▸ **About this exercise**
Below are the records. List every line holding the word "vegetation".

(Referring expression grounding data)
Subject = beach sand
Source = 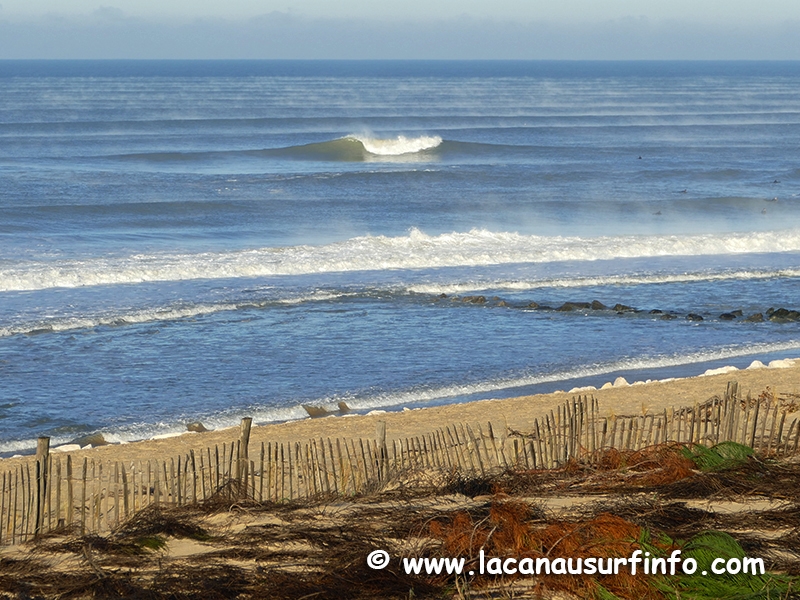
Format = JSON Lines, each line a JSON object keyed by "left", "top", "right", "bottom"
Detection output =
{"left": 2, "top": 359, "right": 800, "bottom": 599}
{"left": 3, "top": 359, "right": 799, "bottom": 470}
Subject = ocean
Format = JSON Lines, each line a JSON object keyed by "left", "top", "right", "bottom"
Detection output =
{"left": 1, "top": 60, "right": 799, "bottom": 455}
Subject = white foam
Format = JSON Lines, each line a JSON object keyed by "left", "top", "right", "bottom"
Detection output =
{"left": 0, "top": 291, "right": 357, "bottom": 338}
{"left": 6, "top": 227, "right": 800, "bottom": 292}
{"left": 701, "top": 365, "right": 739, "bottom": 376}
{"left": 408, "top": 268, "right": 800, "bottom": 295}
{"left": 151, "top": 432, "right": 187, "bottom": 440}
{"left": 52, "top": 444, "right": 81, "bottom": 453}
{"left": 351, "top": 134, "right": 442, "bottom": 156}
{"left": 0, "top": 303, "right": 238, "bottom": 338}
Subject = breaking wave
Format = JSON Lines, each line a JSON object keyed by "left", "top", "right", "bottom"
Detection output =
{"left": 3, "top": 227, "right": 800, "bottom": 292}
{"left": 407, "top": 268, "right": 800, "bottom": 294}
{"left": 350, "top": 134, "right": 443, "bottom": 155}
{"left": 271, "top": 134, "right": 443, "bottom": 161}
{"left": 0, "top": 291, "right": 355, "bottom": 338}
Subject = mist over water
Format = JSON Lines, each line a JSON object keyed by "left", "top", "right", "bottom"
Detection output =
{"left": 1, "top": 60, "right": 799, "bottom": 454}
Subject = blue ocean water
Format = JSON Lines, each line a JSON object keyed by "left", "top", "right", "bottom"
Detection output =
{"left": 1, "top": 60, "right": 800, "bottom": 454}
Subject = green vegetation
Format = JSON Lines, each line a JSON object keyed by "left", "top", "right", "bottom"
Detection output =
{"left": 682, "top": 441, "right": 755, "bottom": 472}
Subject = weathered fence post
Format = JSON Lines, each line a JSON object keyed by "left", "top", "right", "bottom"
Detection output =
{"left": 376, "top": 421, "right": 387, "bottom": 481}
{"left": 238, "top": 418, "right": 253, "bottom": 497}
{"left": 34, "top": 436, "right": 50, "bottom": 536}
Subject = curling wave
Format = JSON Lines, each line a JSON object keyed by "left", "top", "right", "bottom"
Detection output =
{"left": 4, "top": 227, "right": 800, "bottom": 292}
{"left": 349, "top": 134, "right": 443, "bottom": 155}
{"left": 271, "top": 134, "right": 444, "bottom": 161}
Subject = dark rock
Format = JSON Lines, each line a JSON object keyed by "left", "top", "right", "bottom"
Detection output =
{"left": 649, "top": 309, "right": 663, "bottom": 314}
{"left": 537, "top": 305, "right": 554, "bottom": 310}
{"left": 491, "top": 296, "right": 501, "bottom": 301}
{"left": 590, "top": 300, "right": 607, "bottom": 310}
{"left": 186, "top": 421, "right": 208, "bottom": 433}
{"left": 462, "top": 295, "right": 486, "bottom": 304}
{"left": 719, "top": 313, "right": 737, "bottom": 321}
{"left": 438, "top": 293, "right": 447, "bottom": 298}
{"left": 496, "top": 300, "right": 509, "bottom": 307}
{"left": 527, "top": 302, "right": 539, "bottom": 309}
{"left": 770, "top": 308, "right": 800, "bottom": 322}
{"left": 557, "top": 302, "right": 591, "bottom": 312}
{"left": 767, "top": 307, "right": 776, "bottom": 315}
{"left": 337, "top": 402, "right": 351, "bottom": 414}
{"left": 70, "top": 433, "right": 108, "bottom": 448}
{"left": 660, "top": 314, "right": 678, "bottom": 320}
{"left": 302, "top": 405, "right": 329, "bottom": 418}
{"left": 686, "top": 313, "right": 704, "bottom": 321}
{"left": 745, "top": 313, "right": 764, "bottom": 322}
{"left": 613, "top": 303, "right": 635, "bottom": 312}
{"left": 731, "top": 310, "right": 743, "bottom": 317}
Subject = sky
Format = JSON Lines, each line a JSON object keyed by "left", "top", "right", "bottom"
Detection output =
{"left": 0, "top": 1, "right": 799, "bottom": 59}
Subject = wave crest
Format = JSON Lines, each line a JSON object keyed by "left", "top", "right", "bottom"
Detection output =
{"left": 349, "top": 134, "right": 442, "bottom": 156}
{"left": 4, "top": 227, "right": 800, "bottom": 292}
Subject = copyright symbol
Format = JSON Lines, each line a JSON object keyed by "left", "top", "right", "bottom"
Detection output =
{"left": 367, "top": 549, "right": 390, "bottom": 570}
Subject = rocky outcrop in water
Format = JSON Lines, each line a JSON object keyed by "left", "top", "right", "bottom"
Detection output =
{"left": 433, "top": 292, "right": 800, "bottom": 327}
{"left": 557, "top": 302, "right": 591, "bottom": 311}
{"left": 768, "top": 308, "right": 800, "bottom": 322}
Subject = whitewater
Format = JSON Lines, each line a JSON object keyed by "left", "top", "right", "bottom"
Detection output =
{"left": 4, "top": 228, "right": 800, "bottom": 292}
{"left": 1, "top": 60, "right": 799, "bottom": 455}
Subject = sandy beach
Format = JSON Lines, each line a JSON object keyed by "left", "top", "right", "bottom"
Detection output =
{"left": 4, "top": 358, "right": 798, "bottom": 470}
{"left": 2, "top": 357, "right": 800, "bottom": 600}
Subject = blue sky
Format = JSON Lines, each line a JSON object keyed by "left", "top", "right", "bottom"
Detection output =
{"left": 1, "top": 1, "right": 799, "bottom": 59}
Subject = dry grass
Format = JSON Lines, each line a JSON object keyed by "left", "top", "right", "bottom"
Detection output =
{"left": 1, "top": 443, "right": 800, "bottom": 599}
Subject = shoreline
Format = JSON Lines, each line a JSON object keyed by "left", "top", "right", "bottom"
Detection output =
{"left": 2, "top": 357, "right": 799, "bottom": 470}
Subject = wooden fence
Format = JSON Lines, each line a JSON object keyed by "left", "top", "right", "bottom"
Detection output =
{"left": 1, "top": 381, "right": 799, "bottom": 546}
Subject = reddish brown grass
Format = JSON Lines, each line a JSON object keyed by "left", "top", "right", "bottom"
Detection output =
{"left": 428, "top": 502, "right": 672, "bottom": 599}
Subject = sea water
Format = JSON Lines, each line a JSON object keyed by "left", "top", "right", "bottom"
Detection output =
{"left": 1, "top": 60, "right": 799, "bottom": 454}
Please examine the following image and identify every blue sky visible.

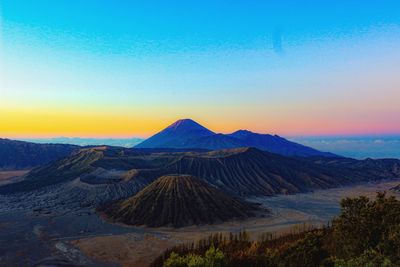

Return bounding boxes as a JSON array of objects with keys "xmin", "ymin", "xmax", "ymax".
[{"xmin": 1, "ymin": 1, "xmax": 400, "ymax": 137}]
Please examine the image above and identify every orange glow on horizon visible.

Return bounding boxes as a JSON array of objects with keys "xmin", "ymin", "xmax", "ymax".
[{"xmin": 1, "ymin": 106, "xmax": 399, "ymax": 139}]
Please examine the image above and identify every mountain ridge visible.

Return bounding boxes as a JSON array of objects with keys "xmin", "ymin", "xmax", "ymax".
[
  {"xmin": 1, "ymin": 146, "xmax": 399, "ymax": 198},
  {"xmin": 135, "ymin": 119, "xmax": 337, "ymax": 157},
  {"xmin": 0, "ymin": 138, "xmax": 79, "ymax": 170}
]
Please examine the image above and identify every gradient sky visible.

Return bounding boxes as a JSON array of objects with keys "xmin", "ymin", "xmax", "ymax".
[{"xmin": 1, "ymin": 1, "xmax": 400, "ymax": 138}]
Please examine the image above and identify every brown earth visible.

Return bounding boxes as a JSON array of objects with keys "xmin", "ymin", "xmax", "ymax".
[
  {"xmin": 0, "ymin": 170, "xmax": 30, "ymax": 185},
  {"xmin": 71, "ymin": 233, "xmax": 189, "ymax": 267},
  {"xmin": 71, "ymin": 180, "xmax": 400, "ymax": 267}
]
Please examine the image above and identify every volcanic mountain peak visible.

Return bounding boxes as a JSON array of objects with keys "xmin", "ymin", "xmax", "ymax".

---

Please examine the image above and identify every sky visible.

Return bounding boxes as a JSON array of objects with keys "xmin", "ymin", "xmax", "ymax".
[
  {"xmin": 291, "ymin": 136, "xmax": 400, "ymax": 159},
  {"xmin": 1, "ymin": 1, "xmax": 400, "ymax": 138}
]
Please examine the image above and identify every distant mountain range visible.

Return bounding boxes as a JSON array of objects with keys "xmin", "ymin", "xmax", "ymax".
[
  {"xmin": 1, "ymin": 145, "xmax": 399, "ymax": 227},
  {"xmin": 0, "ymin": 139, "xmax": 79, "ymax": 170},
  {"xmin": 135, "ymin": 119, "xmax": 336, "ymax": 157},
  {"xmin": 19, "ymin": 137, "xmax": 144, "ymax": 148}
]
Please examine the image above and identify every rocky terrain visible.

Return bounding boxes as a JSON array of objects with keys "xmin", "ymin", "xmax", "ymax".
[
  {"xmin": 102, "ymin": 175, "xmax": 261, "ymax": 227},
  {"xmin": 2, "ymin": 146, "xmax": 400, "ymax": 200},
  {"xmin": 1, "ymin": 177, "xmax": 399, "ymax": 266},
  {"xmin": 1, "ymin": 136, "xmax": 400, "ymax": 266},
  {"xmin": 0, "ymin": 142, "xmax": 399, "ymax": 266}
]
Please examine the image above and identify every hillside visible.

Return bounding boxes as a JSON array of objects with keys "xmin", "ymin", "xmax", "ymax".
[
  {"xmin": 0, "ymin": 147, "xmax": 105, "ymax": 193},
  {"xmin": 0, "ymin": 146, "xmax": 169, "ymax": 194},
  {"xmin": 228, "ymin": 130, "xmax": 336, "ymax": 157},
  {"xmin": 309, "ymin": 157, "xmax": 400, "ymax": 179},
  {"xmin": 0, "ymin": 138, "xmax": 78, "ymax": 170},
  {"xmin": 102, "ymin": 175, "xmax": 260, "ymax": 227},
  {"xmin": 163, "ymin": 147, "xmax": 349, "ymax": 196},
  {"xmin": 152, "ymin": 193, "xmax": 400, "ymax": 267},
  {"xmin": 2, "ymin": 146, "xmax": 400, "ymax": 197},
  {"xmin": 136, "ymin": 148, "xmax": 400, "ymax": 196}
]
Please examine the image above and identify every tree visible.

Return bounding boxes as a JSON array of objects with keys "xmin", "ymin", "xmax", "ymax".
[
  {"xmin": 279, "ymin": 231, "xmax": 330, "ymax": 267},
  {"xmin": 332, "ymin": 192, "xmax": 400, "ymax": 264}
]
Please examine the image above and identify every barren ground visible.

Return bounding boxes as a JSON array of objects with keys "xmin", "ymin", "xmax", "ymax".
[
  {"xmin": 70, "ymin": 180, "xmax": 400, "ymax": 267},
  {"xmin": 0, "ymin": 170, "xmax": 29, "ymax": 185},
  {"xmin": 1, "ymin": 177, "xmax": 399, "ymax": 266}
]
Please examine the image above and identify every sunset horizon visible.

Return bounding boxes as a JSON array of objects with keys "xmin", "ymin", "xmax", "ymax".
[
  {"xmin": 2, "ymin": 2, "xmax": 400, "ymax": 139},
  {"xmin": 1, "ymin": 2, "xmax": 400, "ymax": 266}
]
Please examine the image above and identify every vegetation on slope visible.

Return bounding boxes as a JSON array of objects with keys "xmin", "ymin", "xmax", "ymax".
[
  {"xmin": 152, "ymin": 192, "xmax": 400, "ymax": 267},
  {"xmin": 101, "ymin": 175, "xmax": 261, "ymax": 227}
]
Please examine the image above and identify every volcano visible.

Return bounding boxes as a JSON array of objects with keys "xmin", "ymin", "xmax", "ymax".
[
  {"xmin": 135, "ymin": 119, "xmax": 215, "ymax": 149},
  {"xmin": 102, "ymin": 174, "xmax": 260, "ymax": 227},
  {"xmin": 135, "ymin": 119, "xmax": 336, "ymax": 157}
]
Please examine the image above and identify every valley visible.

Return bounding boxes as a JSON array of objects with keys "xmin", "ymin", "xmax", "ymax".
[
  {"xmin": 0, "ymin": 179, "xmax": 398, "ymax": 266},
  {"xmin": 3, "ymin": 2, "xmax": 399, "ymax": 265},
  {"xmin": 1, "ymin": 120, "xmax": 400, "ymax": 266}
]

---

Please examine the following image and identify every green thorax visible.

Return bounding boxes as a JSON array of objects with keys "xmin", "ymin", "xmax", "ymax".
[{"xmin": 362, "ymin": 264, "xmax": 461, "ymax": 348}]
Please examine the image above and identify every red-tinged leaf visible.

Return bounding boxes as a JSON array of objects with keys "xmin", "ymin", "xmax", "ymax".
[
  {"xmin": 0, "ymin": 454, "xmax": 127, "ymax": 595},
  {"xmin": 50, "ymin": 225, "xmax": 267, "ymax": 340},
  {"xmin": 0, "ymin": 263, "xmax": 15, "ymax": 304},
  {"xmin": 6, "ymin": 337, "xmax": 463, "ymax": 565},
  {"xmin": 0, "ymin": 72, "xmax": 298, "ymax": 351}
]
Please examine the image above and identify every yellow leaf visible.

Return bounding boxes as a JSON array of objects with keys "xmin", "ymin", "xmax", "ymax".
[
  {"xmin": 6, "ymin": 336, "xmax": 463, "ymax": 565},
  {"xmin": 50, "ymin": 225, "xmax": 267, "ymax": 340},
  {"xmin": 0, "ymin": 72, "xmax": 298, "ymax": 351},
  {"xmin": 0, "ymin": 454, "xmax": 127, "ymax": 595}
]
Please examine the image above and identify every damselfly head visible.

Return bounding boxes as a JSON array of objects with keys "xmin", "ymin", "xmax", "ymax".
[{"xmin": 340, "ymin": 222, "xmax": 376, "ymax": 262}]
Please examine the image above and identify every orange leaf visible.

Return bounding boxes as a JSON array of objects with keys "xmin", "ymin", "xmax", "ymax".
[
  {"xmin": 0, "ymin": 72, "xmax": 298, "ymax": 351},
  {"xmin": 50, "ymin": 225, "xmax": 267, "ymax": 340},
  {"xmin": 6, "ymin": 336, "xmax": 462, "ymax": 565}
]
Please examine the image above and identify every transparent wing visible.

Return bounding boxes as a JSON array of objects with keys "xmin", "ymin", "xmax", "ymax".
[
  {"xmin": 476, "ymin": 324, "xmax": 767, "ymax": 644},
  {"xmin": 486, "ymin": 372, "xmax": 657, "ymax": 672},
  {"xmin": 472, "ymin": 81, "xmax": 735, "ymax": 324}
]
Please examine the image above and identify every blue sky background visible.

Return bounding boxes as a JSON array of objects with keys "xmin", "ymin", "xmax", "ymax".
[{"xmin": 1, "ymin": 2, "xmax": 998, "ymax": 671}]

▸ **Written answer**
Subject = green vegetation
Please examine the image above and identify every vegetation on slope visible.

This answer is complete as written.